#### [MATERIAL PROVIDED]
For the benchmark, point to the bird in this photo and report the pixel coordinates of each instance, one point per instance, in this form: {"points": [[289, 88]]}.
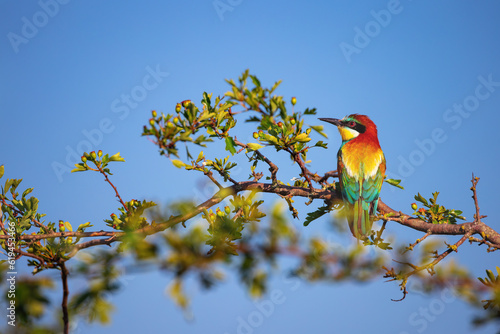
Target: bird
{"points": [[361, 168]]}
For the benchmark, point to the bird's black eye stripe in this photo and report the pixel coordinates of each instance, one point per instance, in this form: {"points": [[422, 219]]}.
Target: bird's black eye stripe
{"points": [[355, 126]]}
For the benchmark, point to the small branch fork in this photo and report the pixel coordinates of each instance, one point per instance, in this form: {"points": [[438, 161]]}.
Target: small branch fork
{"points": [[489, 236]]}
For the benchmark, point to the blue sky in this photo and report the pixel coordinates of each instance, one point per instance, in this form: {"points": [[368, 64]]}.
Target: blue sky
{"points": [[85, 75]]}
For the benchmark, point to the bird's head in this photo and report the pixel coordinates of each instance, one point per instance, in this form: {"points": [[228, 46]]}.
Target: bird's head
{"points": [[353, 126]]}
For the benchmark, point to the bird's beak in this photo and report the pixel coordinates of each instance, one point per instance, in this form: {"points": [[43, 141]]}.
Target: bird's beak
{"points": [[334, 121]]}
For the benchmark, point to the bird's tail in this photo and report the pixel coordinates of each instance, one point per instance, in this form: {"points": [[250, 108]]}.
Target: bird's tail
{"points": [[358, 217]]}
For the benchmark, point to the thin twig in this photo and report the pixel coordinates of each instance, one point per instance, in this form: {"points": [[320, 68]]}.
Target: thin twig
{"points": [[64, 304], [113, 186]]}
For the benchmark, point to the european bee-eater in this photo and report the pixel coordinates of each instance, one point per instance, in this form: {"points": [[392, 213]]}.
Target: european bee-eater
{"points": [[361, 168]]}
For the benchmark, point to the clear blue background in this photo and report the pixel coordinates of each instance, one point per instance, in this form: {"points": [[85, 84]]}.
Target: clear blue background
{"points": [[69, 75]]}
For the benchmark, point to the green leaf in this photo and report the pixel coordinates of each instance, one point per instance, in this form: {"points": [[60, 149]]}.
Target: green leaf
{"points": [[230, 145], [254, 146], [394, 183], [421, 199]]}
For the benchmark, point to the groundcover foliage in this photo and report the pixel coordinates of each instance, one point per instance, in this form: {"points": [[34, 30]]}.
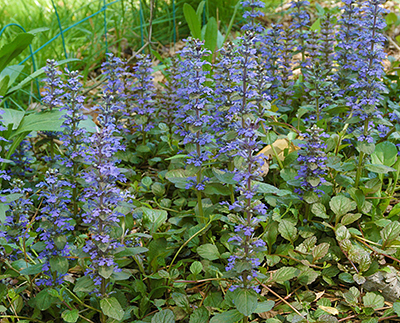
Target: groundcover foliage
{"points": [[258, 184]]}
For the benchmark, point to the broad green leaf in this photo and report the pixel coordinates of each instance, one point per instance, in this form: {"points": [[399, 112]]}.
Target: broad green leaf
{"points": [[44, 300], [70, 316], [196, 267], [192, 20], [112, 308], [245, 301], [319, 210], [210, 38], [11, 50], [153, 219], [288, 230], [379, 169], [350, 218], [341, 205], [59, 264], [284, 274], [165, 316], [365, 147], [396, 308], [42, 121], [265, 306], [84, 284], [390, 233], [320, 251], [231, 316], [11, 116], [208, 251], [385, 154], [199, 315], [373, 300]]}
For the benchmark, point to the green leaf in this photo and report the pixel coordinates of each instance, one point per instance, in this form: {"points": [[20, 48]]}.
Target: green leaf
{"points": [[350, 218], [11, 116], [84, 284], [224, 177], [320, 251], [264, 307], [199, 315], [231, 316], [385, 154], [59, 264], [210, 38], [112, 308], [341, 205], [70, 316], [208, 251], [12, 72], [44, 300], [42, 121], [196, 267], [373, 300], [153, 219], [365, 147], [192, 20], [288, 230], [379, 169], [390, 233], [245, 301], [165, 316], [396, 308], [284, 274], [11, 50]]}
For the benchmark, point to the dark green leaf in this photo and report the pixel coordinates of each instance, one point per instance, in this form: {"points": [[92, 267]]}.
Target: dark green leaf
{"points": [[264, 307], [165, 316], [284, 274], [112, 308], [70, 316], [44, 300], [245, 301], [231, 316], [84, 284]]}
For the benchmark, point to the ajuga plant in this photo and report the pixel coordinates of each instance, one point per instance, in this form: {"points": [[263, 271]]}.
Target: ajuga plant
{"points": [[252, 11], [55, 223], [141, 98], [193, 119], [52, 96], [15, 229], [74, 136], [368, 85], [300, 26], [115, 71], [245, 261], [102, 197]]}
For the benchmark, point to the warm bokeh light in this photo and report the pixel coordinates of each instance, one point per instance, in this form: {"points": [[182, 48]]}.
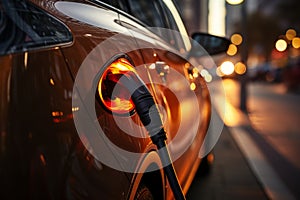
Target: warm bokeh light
{"points": [[232, 50], [218, 72], [296, 42], [236, 39], [234, 2], [216, 17], [281, 45], [227, 68], [290, 34], [240, 68]]}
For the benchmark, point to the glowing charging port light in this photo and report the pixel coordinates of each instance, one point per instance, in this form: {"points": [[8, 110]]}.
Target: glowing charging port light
{"points": [[115, 96]]}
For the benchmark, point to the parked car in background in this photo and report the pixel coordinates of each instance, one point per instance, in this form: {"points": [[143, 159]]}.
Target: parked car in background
{"points": [[54, 55]]}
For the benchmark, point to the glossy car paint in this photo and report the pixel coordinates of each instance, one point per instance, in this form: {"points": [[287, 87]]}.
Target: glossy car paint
{"points": [[41, 153]]}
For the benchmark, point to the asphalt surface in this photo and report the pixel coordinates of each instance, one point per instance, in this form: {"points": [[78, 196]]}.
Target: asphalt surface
{"points": [[256, 154], [230, 176]]}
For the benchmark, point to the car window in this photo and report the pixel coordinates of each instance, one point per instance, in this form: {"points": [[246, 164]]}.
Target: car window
{"points": [[160, 14], [149, 12]]}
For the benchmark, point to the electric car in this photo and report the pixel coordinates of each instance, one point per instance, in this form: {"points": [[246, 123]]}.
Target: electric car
{"points": [[72, 124]]}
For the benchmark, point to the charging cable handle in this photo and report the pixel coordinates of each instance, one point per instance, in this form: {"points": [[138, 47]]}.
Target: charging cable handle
{"points": [[149, 115]]}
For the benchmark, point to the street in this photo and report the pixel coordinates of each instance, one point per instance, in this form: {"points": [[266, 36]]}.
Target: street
{"points": [[273, 126]]}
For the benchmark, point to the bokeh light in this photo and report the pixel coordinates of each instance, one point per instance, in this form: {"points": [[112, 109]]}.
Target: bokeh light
{"points": [[281, 45], [236, 39], [234, 2], [296, 42], [290, 34]]}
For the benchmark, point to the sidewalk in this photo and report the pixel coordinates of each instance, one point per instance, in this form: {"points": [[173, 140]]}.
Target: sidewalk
{"points": [[230, 176], [240, 169]]}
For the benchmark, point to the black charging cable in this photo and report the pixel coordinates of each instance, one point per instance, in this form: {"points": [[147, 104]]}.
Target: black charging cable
{"points": [[149, 115]]}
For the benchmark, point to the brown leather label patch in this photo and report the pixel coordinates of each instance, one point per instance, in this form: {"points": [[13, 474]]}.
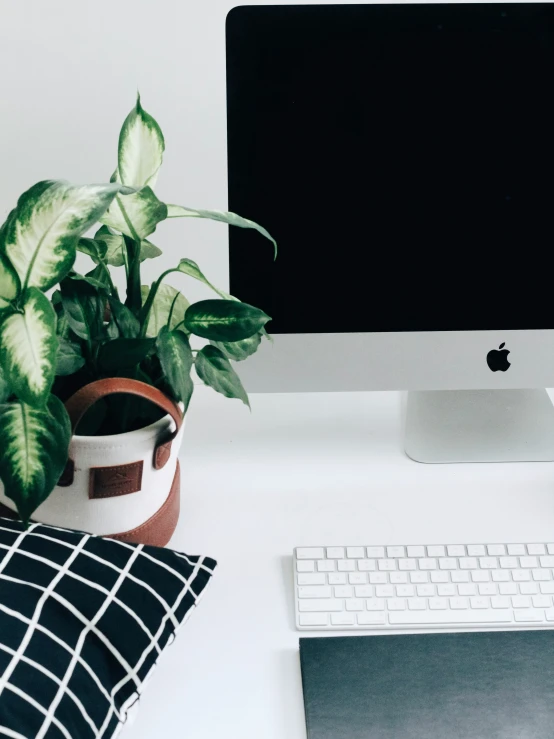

#### [WHAT NEEDS TO BE DONE]
Rewrite every one of the records above as a Markdown table with the columns Row and Line, one numbered row per line, leaving out blank lines and the pictures.

#### [ANSWER BELOW]
| Row | Line |
|---|---|
| 1 | For the benchmark, point to the bird in this photo and report the pixel coordinates of each instance, one point per instance, in this form: {"points": [[289, 88]]}. |
| 2 | Target: bird |
| 3 | {"points": [[361, 168]]} |
| 4 | For the benchmark, point to the bird's black eye stripe in this photo and report the pixel coordinates of each instance, one point per instance, in this form: {"points": [[422, 219]]}. |
| 5 | Target: bird's black eye stripe |
| 6 | {"points": [[355, 126]]} |
| 7 | For the benchmark, point to the small branch fork in this photo and report the pixel coordinates of each instance, one point per instance, in this form: {"points": [[438, 161]]}. |
| 8 | Target: small branch fork |
| 9 | {"points": [[489, 236]]} |
| 10 | For the benchmark, point to the blue sky in this photo and report the pixel coordinates of each instance, one point per instance, in this form: {"points": [[368, 64]]}. |
| 11 | Target: blue sky |
| 12 | {"points": [[85, 75]]} |
| 13 | For the benchmark, point to the bird's head in this photo and report the pixel coordinates of each instance, one point per instance, in this form: {"points": [[228, 46]]}. |
| 14 | Target: bird's head |
| 15 | {"points": [[353, 126]]} |
| 16 | For the benchmark, point to the bird's beak in this photo and report the pixel coordinates of each instance, one point per instance, in this form: {"points": [[43, 141]]}. |
| 17 | Target: bird's beak |
| 18 | {"points": [[334, 121]]} |
| 19 | For the benchmark, point to the bird's tail in this photo and report the pixel coordinates of each instance, one point per instance, in this form: {"points": [[250, 108]]}. |
| 20 | Target: bird's tail |
| 21 | {"points": [[358, 217]]} |
| 22 | For the benchmark, point to the thin twig in this photo and report the pixel coordinates of each instance, one point per instance, in this form: {"points": [[320, 68]]}. |
| 23 | Target: thin twig |
| 24 | {"points": [[64, 304], [113, 186]]} |
| 25 | For the benchmark, point to the european bee-eater in this photo and report the pixel coordinates of each instance, one point per instance, in this form: {"points": [[392, 213]]}. |
| 26 | Target: european bee-eater |
| 27 | {"points": [[361, 168]]} |
| 28 | For the benchmark, point to the clear blue background in this photo and report the pixel coordinates of each instance, one point per instance, in this form: {"points": [[85, 84]]}. |
| 29 | Target: clear blue background |
| 30 | {"points": [[69, 75]]} |
| 31 | For the benchmark, point to the green leaf in this photo and report the pixel coordinates of each instance, one point per instance, in this form: {"points": [[60, 149]]}. |
| 32 | Target: green leaf |
| 33 | {"points": [[230, 145], [254, 146], [394, 183], [421, 199]]} |
| 34 | For the benchmark, point to the groundcover foliage in this photo and report the pixel coordinates of each instance, one point per instance, in this form: {"points": [[34, 30]]}. |
| 35 | Target: groundcover foliage |
| 36 | {"points": [[258, 184]]} |
| 37 | For the benchmark, point to the broad green leaf in this photo and report the pixel coordinates of each instance, one point per instance, in this form: {"points": [[399, 112]]}. |
| 38 | Target: broad green leaf |
| 39 | {"points": [[44, 300], [70, 316], [196, 267], [192, 20], [112, 308], [245, 301], [319, 210], [210, 38], [11, 50], [153, 219], [288, 230], [379, 169], [350, 218], [341, 205], [59, 264], [284, 274], [165, 316], [365, 147], [396, 308], [42, 121], [265, 306], [84, 284], [390, 233], [320, 251], [231, 316], [11, 116], [208, 251], [385, 154], [199, 315], [373, 300]]} |
| 40 | For the benchmark, point to the green leaf in this photo and report the pixel coordinates of each instance, one point per instance, in this form: {"points": [[20, 48]]}. |
| 41 | Target: green leaf |
| 42 | {"points": [[350, 218], [11, 116], [84, 284], [224, 177], [320, 251], [264, 307], [199, 315], [231, 316], [385, 154], [59, 264], [210, 38], [112, 308], [341, 205], [70, 316], [208, 251], [12, 72], [44, 300], [42, 121], [196, 267], [373, 300], [153, 219], [365, 147], [192, 20], [288, 230], [379, 169], [390, 233], [245, 301], [165, 316], [396, 308], [284, 274], [11, 50]]} |
| 43 | For the benchmark, point to the dark green leaf in this photo and report the pixel coordinates of each instance, one point per instance, in this form: {"points": [[92, 267]]}. |
| 44 | Target: dark green leaf |
| 45 | {"points": [[264, 307], [165, 316], [284, 274], [112, 308], [70, 316], [44, 300], [245, 301], [231, 316], [84, 284]]} |
| 46 | For the benchmark, point to the ajuga plant in this photo and report the pixel coordinates of each instance, one point per instance, in this form: {"points": [[263, 271]]}. |
| 47 | Target: ajuga plant |
| 48 | {"points": [[252, 11], [55, 223], [141, 98], [193, 119], [52, 96], [15, 229], [74, 136], [368, 85], [300, 26], [115, 71], [245, 261], [102, 197]]} |
| 49 | For the benchmark, point to the warm bokeh light in this photo and report the pixel coordinates of each instance, one point per instance, in this form: {"points": [[182, 48]]}. |
| 50 | Target: warm bokeh light |
| 51 | {"points": [[232, 50], [218, 72], [296, 42], [236, 39], [234, 2], [216, 17], [281, 45], [227, 68], [290, 34], [240, 68]]} |
| 52 | For the benchmark, point to the glowing charging port light in this photo and report the pixel coordinates of each instance, one point per instance, in this form: {"points": [[8, 110]]}. |
| 53 | Target: glowing charging port light |
| 54 | {"points": [[115, 96]]} |
| 55 | For the benchmark, point to the parked car in background in this photo and report the pixel coordinates of each instance, one point per instance, in this form: {"points": [[143, 159]]}. |
| 56 | Target: parked car in background |
| 57 | {"points": [[54, 55]]} |
| 58 | For the benchmark, point to the glossy car paint in this photo and report the pixel coordinates of each instance, one point per instance, in this form: {"points": [[287, 87]]}. |
| 59 | Target: glossy car paint |
| 60 | {"points": [[41, 153]]} |
| 61 | For the benchmark, point to the asphalt surface in this photo and report the pixel coordinates of each instance, one point per instance, in this form: {"points": [[78, 196]]}. |
| 62 | Target: asphalt surface |
| 63 | {"points": [[256, 154], [230, 176]]} |
| 64 | For the benchmark, point to the car window in this photo and report the pixel coordinates of each instance, one point per instance, in this form: {"points": [[246, 164]]}. |
| 65 | Target: car window |
| 66 | {"points": [[160, 14], [149, 12]]} |
| 67 | For the benchmark, point to the electric car in this photo and report the pixel coordinates of each instance, one point per instance, in this form: {"points": [[246, 123]]}. |
| 68 | Target: electric car |
| 69 | {"points": [[72, 124]]} |
| 70 | For the benchmark, point to the charging cable handle in this photo and report the pixel coordinates of each instance, one point per instance, in this form: {"points": [[138, 47]]}. |
| 71 | Target: charging cable handle |
| 72 | {"points": [[149, 115]]} |
| 73 | For the benchmark, point to the street in this photo and report the pixel coordinates of each instance, one point per instance, in this form: {"points": [[266, 36]]}. |
| 74 | Target: street |
| 75 | {"points": [[273, 126]]} |
| 76 | For the benchmark, point to the bokeh light in this photo and report the pixel coordinates of each instance, one point per instance, in this form: {"points": [[112, 109]]}. |
| 77 | Target: bokeh light |
| 78 | {"points": [[281, 45], [236, 39], [234, 2], [296, 42], [290, 34]]} |
| 79 | For the benchmark, point to the sidewalk in this photo and report the pixel coordinates of each instance, one point per instance, in this form: {"points": [[173, 140]]}. |
| 80 | Target: sidewalk |
| 81 | {"points": [[230, 176], [240, 169]]} |
| 82 | For the benchmark, point to the black charging cable in this photo and report the pixel coordinates of each instance, one point per instance, in this form: {"points": [[147, 104]]}. |
| 83 | Target: black charging cable |
| 84 | {"points": [[149, 115]]} |
| 85 | For the benchmark, point to the brown leather label patch in this photo and report the pixel coordinates of each instance, one point per instance, in this form: {"points": [[13, 474]]}. |